_Problem statement_: Can you rewrite the data from the line with "of the building" up to and including the last line, keeping every line, and offset each answer coordinate by -45?

_Data shown_:

===============

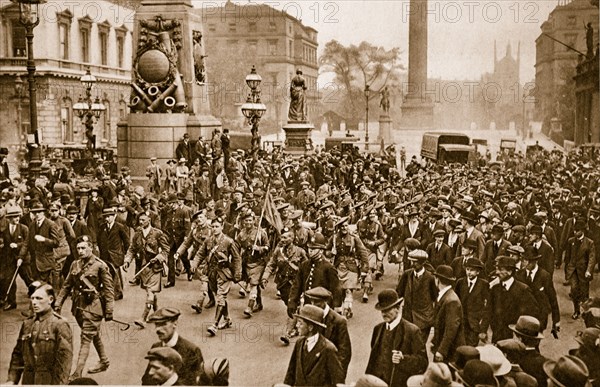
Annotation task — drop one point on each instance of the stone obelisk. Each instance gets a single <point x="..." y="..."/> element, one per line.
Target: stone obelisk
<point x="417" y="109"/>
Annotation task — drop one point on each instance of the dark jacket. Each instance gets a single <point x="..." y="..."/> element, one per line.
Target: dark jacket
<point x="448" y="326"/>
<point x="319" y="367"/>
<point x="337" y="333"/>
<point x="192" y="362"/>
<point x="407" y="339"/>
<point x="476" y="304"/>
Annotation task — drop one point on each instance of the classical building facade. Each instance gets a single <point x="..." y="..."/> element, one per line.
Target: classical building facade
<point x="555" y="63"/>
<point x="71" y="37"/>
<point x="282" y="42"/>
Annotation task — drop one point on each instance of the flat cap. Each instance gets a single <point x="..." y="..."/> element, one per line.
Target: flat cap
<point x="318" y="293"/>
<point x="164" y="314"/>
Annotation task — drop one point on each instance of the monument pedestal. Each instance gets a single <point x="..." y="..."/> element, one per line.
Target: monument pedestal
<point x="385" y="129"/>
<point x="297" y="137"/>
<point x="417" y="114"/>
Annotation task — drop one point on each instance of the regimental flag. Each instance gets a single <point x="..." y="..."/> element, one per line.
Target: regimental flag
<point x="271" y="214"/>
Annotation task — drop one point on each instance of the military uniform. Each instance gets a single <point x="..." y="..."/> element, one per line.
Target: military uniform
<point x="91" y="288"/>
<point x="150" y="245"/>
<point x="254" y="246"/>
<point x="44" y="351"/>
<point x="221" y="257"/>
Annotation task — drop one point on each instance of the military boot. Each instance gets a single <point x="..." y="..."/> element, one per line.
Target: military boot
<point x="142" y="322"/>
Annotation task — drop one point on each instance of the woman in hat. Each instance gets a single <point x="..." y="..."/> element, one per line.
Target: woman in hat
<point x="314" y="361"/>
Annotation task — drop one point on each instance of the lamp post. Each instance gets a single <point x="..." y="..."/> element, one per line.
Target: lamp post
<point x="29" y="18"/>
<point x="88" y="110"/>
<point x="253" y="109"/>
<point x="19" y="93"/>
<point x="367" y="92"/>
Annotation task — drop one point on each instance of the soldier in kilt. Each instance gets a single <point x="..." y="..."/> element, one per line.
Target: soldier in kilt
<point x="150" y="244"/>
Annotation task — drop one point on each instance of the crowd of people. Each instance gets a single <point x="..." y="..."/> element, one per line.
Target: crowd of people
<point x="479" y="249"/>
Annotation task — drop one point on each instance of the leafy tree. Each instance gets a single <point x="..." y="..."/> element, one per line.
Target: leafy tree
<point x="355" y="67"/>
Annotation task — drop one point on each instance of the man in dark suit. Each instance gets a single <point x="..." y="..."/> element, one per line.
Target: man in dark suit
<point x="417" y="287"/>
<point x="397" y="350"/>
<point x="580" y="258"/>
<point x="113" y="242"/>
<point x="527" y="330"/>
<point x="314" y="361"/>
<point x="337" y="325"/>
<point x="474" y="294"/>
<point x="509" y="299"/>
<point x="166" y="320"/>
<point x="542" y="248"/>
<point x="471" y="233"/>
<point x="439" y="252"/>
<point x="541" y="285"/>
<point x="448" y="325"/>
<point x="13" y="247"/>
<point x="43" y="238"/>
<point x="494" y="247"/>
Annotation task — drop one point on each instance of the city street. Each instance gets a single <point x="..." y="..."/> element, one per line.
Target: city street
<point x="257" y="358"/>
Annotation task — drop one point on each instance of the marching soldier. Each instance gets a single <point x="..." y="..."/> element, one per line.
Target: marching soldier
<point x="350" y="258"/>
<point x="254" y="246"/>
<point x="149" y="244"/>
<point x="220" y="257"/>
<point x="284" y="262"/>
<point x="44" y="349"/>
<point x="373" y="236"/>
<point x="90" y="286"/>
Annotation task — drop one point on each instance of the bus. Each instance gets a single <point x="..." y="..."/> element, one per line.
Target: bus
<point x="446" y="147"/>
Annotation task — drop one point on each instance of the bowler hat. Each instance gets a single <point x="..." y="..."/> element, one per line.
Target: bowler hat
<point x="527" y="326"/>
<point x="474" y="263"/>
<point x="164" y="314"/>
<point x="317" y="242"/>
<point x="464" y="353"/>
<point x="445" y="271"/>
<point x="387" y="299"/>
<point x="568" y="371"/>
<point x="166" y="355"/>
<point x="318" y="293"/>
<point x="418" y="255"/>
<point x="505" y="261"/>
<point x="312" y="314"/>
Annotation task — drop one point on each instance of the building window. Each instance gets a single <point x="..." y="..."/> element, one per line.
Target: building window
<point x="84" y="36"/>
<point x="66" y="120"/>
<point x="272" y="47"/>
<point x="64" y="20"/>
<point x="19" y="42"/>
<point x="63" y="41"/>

===============

_Response to the task_:
Annotation task — drop one point on each instance of the building window. Each instance gets a single <point x="..." y="..."/> element, one per line.
Target: building window
<point x="39" y="-9"/>
<point x="21" y="75"/>
<point x="227" y="2"/>
<point x="19" y="-25"/>
<point x="-26" y="-3"/>
<point x="18" y="-4"/>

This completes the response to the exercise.